Could you retype every line of the data underneath without altering anything?

(Referring expression pointing data)
- - - -
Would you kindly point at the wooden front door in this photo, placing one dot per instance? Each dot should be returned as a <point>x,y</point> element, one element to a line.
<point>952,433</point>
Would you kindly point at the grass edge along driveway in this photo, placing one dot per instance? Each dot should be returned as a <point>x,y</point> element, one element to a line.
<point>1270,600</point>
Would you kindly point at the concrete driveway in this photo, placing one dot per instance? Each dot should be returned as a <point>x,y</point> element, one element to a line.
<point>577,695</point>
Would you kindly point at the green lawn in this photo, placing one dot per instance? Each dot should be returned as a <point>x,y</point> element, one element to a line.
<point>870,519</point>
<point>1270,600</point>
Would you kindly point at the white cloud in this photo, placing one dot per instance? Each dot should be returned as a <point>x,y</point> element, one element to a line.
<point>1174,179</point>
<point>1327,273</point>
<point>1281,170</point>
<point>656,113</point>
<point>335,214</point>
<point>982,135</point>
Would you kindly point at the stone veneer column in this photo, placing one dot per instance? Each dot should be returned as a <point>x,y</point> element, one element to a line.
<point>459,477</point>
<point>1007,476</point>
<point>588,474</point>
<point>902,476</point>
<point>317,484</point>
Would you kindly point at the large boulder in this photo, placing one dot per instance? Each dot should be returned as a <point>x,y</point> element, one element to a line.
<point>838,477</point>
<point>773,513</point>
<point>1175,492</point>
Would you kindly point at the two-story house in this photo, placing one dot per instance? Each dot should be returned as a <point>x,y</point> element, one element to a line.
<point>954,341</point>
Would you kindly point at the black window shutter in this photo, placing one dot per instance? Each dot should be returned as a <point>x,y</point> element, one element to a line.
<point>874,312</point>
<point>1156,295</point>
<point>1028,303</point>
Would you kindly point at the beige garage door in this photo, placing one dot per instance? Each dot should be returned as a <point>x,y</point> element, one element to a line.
- - - -
## OUTPUT FOR THIS TASK
Would you kindly point at the wooden front door in this photo, placing one dot per instance? Each dot should be returned as a <point>x,y</point> element, one element to a line.
<point>952,433</point>
Would you kindly point at the grass edge along driveway in this photo, placing one dot per instance? Each dot should be returned as a <point>x,y</point> element, one element to a line.
<point>1270,600</point>
Would you kindly point at the concrete driveway in this photo, placing one dot per instance? Each dot should be returned as a <point>x,y</point> element, one element to a line.
<point>577,695</point>
Would you kindly point at the green lawn in this photo, placing one dot per instance? Each dot should be returned as a <point>x,y</point> element, one element to a line.
<point>870,519</point>
<point>1270,600</point>
Would you kindly point at the white cloud in this photo, placing one dot per instance? Each dot should be returned as a <point>x,y</point> element, one element to a line.
<point>1174,179</point>
<point>1327,273</point>
<point>1281,170</point>
<point>656,113</point>
<point>335,214</point>
<point>982,135</point>
Would you kindly point at the stone veneer column in this photo, placing one dot per instance? Each dot should be returned as a <point>x,y</point> element, one element to a line.
<point>459,477</point>
<point>1007,476</point>
<point>588,474</point>
<point>902,476</point>
<point>317,484</point>
Would you kindly point at the large boulder in this photo, placing one dot per instance? Each dot should be returned as a <point>x,y</point> element, one element to a line.
<point>838,477</point>
<point>773,513</point>
<point>1175,492</point>
Would you kindly point at the two-story house in this photo, placing one dot per instance? Each dot should be returned as a <point>x,y</point> element, one element to a line.
<point>954,341</point>
Would you kindly point at the black window shutter in this photo, placing one dot per instance? Each dot should be returned as a <point>x,y</point> element, one element to a line.
<point>874,312</point>
<point>1156,295</point>
<point>1028,303</point>
Would you kindly point at the beige garage door in this photo, placing one dot per instance? Each dot should be returned as a <point>x,y</point> element, one element to a line.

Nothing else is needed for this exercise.